■ **Directions**
Repeat exactly the lines of the entries below from the one with "Target: bee antenna" through the one with "column 520, row 399", both ends included, and nothing else.

-------- Entries provided

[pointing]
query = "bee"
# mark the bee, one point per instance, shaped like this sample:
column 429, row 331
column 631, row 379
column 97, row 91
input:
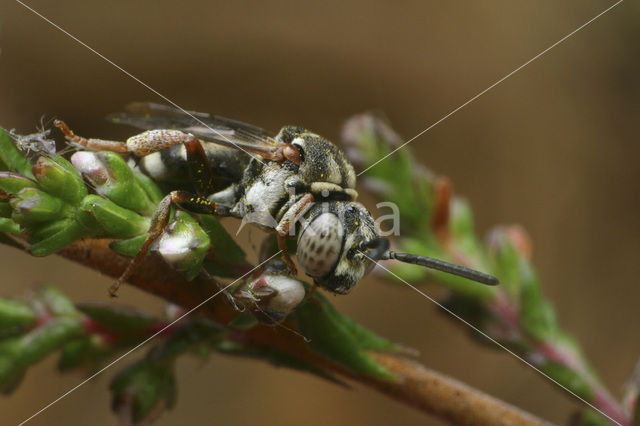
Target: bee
column 295, row 183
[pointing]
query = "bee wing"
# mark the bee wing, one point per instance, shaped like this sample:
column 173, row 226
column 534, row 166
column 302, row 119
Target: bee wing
column 212, row 128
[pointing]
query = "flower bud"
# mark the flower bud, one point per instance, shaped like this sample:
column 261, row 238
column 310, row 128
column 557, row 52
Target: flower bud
column 184, row 244
column 272, row 296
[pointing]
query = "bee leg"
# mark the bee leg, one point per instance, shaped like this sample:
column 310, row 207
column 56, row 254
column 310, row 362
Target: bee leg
column 285, row 227
column 95, row 144
column 190, row 202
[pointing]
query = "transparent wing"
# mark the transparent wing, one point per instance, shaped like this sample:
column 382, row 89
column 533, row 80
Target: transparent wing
column 212, row 128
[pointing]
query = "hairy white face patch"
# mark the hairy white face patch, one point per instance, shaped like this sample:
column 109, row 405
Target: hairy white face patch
column 319, row 245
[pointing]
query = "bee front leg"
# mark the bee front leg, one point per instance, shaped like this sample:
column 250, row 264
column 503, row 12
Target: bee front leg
column 285, row 227
column 190, row 202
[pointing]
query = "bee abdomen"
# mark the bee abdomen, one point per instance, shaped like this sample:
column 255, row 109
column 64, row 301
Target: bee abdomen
column 320, row 244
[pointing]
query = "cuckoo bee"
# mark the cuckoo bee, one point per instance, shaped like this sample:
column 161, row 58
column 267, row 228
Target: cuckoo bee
column 295, row 183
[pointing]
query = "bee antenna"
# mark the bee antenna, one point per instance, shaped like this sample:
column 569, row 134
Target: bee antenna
column 441, row 265
column 379, row 245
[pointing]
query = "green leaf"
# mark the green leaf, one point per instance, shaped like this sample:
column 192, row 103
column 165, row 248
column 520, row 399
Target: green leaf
column 45, row 339
column 11, row 158
column 273, row 356
column 129, row 247
column 9, row 226
column 224, row 246
column 11, row 369
column 142, row 388
column 32, row 206
column 58, row 241
column 332, row 336
column 15, row 315
column 537, row 316
column 80, row 352
column 12, row 183
column 569, row 379
column 58, row 177
column 104, row 217
column 58, row 303
column 119, row 319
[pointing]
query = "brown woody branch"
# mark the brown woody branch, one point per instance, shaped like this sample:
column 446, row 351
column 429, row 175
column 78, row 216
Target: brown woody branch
column 424, row 389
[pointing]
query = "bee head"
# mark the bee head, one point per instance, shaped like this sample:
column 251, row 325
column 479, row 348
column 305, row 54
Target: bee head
column 339, row 244
column 333, row 243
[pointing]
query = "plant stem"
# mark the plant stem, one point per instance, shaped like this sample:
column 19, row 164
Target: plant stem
column 416, row 386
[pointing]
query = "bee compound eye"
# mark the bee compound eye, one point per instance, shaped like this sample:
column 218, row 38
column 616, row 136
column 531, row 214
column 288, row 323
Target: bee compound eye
column 320, row 244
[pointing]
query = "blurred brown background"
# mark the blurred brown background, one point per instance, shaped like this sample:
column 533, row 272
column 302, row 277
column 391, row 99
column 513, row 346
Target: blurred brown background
column 554, row 147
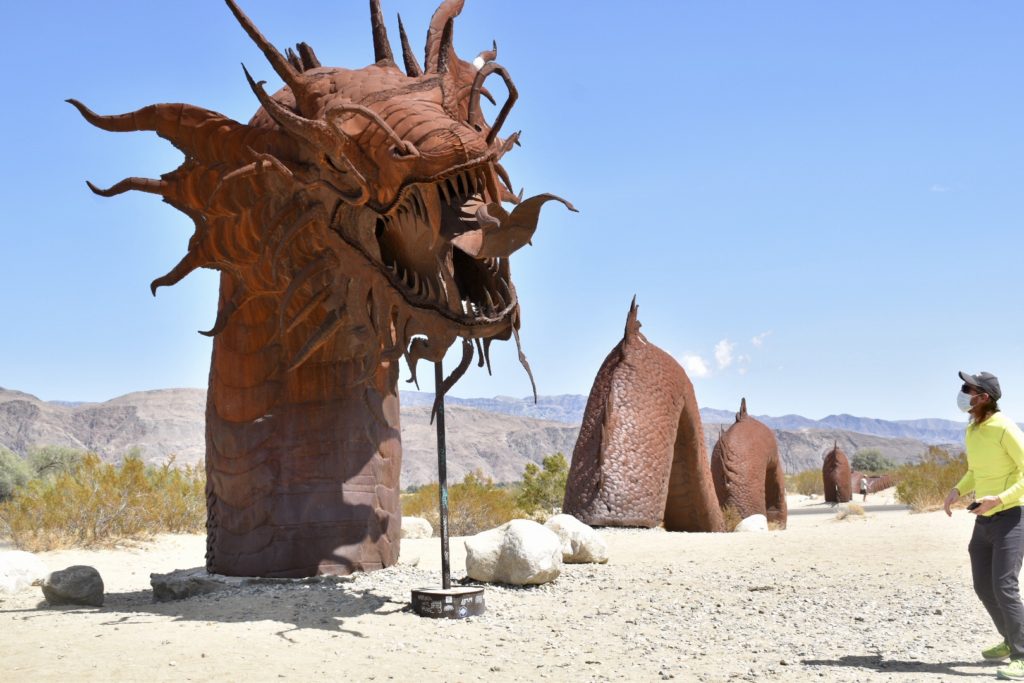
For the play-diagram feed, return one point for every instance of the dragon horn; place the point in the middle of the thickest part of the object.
(445, 12)
(276, 59)
(382, 47)
(412, 66)
(632, 324)
(311, 131)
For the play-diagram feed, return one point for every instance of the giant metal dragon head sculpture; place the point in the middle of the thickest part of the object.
(365, 205)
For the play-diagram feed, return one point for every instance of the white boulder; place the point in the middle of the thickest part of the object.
(78, 585)
(753, 523)
(580, 542)
(518, 552)
(416, 527)
(19, 569)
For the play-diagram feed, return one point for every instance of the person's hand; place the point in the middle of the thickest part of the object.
(951, 498)
(986, 504)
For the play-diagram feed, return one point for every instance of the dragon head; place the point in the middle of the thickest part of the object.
(367, 205)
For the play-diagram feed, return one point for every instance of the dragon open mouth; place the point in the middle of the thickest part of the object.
(430, 247)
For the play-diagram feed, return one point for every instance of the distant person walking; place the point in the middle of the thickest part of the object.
(995, 474)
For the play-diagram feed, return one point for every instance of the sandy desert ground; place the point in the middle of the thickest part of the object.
(884, 597)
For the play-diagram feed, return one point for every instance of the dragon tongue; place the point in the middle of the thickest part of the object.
(501, 233)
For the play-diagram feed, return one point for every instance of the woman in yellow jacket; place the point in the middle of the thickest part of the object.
(995, 474)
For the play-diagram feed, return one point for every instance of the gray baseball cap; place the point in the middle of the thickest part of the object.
(987, 382)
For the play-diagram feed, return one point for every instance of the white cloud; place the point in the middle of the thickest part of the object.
(723, 353)
(695, 366)
(760, 339)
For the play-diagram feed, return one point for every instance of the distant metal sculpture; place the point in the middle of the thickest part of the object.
(640, 458)
(748, 471)
(836, 476)
(355, 219)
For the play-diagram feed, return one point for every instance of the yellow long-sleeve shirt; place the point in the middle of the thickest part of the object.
(994, 462)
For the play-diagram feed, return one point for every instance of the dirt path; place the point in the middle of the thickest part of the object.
(885, 597)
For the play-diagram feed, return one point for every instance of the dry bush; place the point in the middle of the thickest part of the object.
(806, 482)
(474, 505)
(924, 485)
(98, 503)
(731, 517)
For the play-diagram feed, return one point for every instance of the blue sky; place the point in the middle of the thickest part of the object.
(817, 205)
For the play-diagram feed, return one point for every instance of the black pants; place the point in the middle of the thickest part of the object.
(996, 549)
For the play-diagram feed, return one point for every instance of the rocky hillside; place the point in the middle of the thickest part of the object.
(498, 440)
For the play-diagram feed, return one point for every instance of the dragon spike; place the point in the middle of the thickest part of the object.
(141, 184)
(450, 381)
(294, 59)
(382, 47)
(486, 55)
(632, 324)
(311, 131)
(412, 66)
(221, 322)
(309, 59)
(445, 12)
(523, 361)
(276, 59)
(444, 56)
(184, 126)
(189, 262)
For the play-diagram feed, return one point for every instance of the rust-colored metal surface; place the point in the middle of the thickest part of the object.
(748, 471)
(640, 459)
(836, 475)
(357, 218)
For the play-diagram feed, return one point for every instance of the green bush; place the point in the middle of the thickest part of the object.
(544, 489)
(806, 482)
(52, 461)
(870, 461)
(924, 485)
(14, 472)
(98, 503)
(475, 505)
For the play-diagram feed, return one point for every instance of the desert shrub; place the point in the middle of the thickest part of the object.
(474, 505)
(98, 503)
(924, 485)
(543, 488)
(14, 472)
(806, 482)
(870, 461)
(51, 461)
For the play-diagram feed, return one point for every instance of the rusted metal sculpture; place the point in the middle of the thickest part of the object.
(640, 458)
(355, 219)
(836, 475)
(748, 471)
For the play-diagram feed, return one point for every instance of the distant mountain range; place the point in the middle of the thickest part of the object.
(569, 409)
(497, 435)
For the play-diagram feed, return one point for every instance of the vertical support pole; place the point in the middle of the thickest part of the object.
(442, 475)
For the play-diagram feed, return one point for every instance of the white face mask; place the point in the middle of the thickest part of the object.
(964, 401)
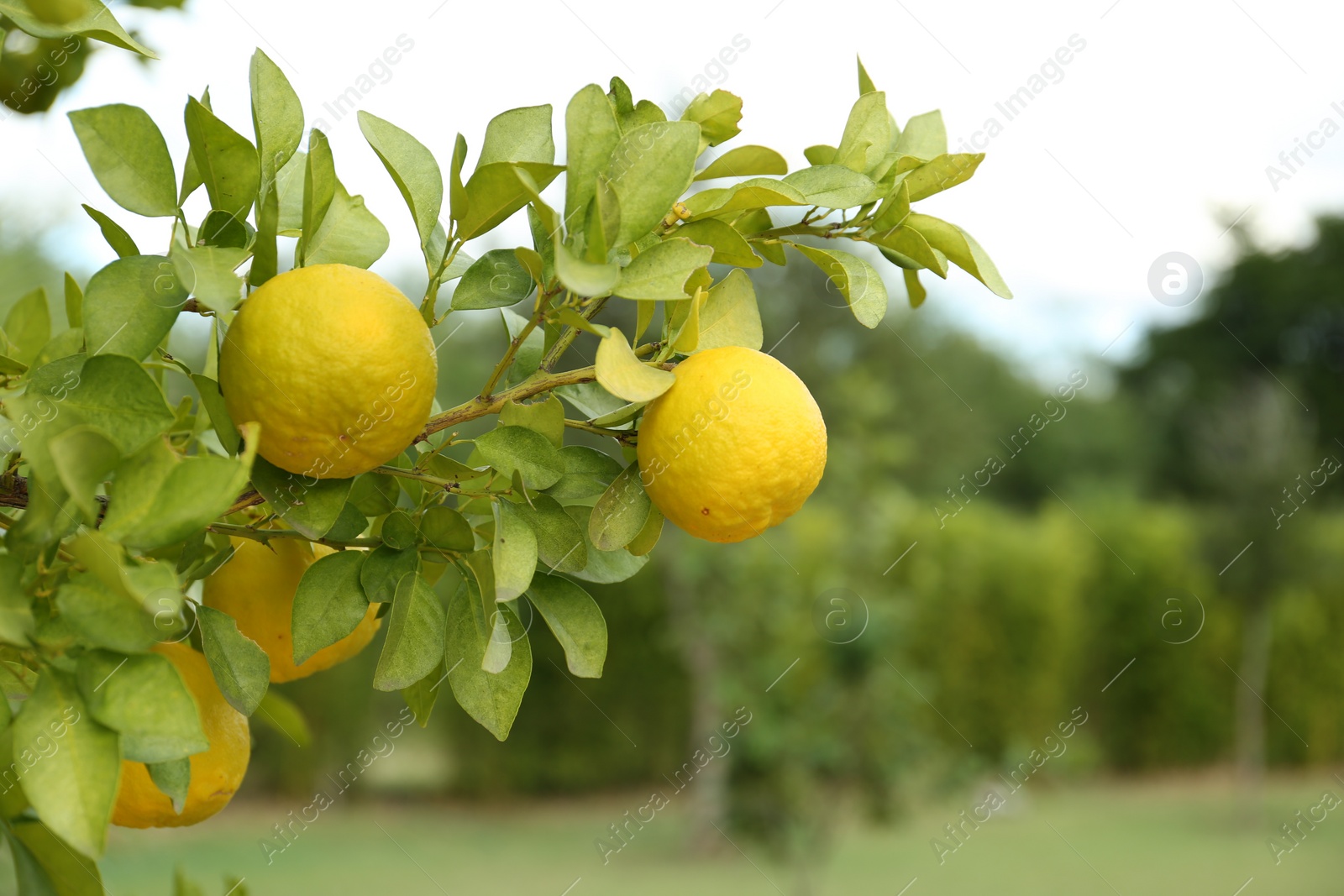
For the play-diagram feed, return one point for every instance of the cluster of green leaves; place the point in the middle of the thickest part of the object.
(128, 501)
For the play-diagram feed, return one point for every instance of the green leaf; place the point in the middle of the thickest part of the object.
(517, 448)
(519, 134)
(745, 161)
(29, 325)
(144, 699)
(129, 157)
(284, 716)
(584, 277)
(651, 167)
(757, 192)
(414, 172)
(277, 116)
(349, 234)
(857, 280)
(131, 305)
(867, 134)
(622, 512)
(559, 544)
(961, 250)
(833, 186)
(444, 527)
(239, 665)
(45, 864)
(84, 457)
(627, 376)
(97, 23)
(941, 172)
(495, 192)
(172, 778)
(496, 280)
(492, 700)
(514, 553)
(924, 137)
(160, 497)
(575, 620)
(604, 567)
(662, 270)
(105, 618)
(309, 506)
(207, 273)
(414, 644)
(113, 233)
(383, 570)
(730, 248)
(74, 786)
(730, 315)
(718, 114)
(329, 604)
(226, 160)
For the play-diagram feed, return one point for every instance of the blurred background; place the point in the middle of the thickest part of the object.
(1065, 614)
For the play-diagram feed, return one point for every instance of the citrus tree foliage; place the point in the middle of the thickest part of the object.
(120, 501)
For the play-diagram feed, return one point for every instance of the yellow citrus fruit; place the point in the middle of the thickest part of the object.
(734, 448)
(215, 774)
(257, 589)
(336, 365)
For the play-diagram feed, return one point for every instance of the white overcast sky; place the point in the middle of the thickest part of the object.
(1171, 112)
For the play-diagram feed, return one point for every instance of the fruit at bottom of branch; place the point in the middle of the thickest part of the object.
(257, 589)
(215, 774)
(336, 365)
(734, 448)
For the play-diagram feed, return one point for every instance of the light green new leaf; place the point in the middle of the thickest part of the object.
(961, 250)
(226, 160)
(857, 280)
(129, 157)
(74, 786)
(514, 553)
(622, 512)
(143, 698)
(575, 620)
(495, 280)
(131, 305)
(730, 315)
(329, 604)
(867, 134)
(591, 134)
(924, 137)
(239, 665)
(309, 506)
(113, 233)
(627, 376)
(649, 170)
(519, 134)
(491, 699)
(413, 170)
(416, 631)
(745, 161)
(833, 186)
(662, 270)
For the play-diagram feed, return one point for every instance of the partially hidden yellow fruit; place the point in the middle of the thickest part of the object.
(734, 448)
(336, 365)
(215, 774)
(257, 589)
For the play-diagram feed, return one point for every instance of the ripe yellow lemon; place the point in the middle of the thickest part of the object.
(215, 774)
(257, 589)
(335, 364)
(734, 448)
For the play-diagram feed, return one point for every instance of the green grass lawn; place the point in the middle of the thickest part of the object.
(1148, 839)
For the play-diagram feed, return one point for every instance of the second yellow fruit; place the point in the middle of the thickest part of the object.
(257, 589)
(734, 448)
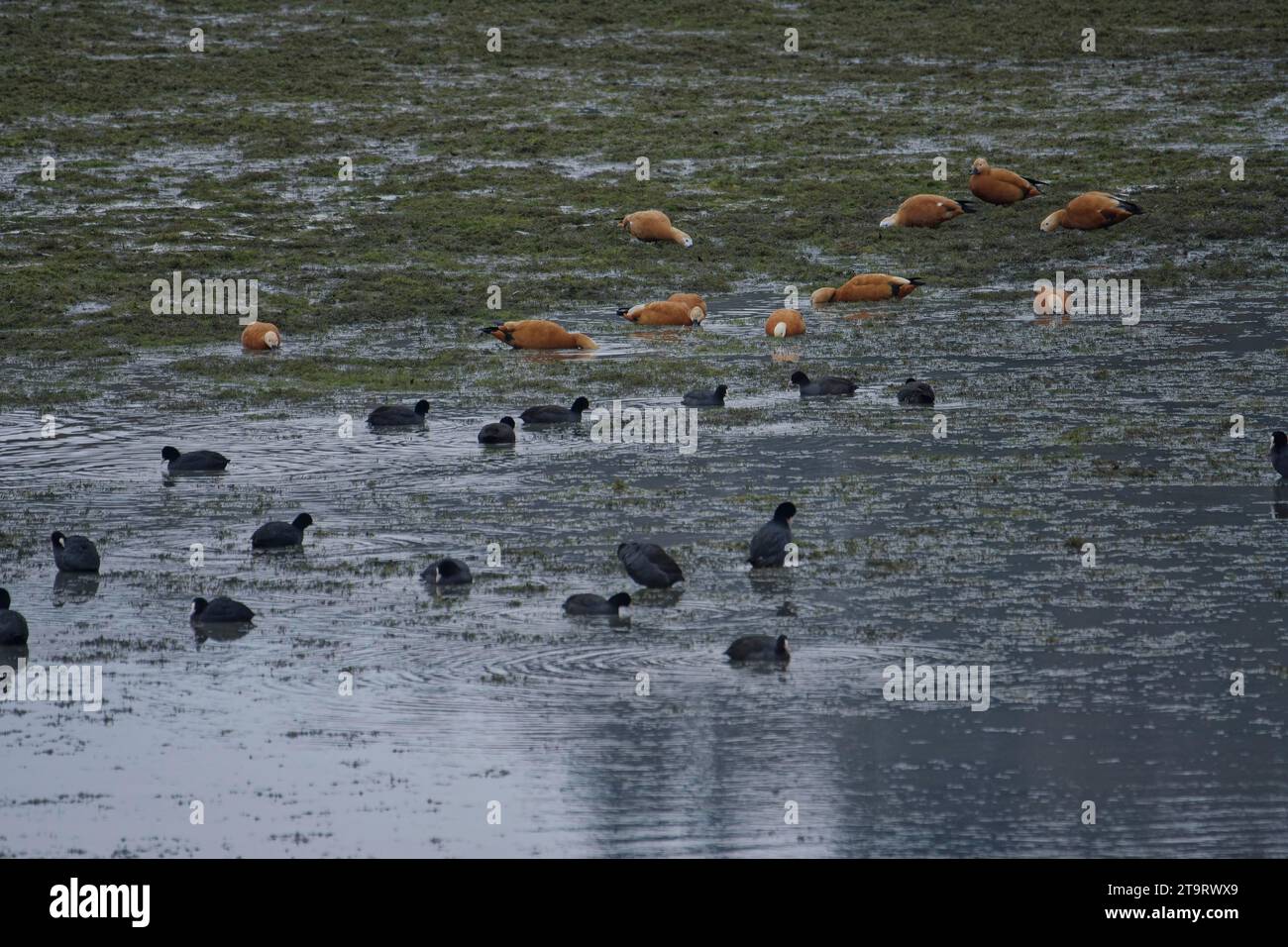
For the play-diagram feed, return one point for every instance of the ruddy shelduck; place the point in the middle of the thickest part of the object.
(927, 210)
(866, 287)
(653, 226)
(261, 337)
(539, 334)
(1047, 300)
(999, 185)
(692, 299)
(671, 312)
(785, 322)
(1091, 211)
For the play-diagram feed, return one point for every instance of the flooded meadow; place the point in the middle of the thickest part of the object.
(1089, 509)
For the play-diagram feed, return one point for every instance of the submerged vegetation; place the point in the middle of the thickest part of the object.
(473, 169)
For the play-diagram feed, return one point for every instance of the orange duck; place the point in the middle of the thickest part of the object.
(668, 313)
(261, 337)
(785, 322)
(681, 309)
(927, 210)
(1091, 211)
(1047, 300)
(539, 334)
(999, 185)
(866, 287)
(652, 226)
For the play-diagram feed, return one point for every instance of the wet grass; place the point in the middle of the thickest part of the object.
(477, 169)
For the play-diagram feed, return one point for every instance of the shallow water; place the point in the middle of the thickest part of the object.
(1108, 684)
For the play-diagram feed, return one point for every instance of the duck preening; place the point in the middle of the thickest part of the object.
(1091, 211)
(539, 334)
(999, 185)
(652, 227)
(927, 210)
(866, 287)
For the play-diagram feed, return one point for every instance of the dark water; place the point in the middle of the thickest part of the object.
(1108, 684)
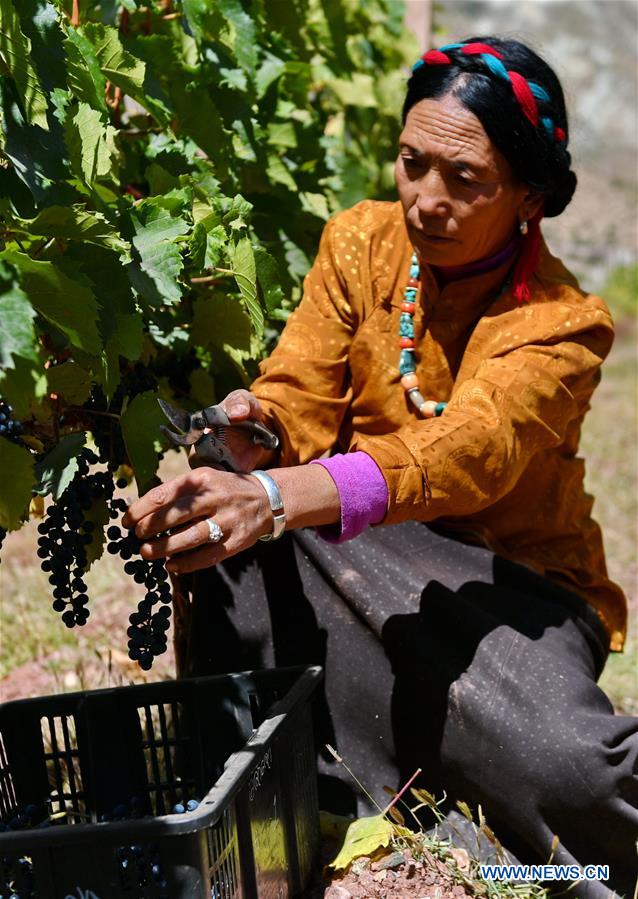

----------------

■ **Result**
Target: bee antenna
column 441, row 265
column 379, row 245
[pointing]
query = "green leaf"
# mark the green leaf, one point per instance, shaped like this sample:
column 192, row 103
column 165, row 248
column 520, row 399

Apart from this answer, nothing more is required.